### INPUT FOR THIS TASK
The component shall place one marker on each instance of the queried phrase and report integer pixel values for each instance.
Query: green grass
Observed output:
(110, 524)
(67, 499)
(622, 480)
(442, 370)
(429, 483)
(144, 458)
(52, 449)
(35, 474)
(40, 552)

### PROBLEM DESCRIPTION
Please copy out all of the data above, requests included, offsetting every coordinate in the answers by -77.

### WORKED ANSWER
The component shall place one marker on each instance of the queried phrase and report integer pixel values for each instance.
Query: green grass
Observed output:
(33, 447)
(-10, 422)
(545, 403)
(365, 293)
(352, 406)
(67, 381)
(-25, 372)
(-42, 397)
(-37, 475)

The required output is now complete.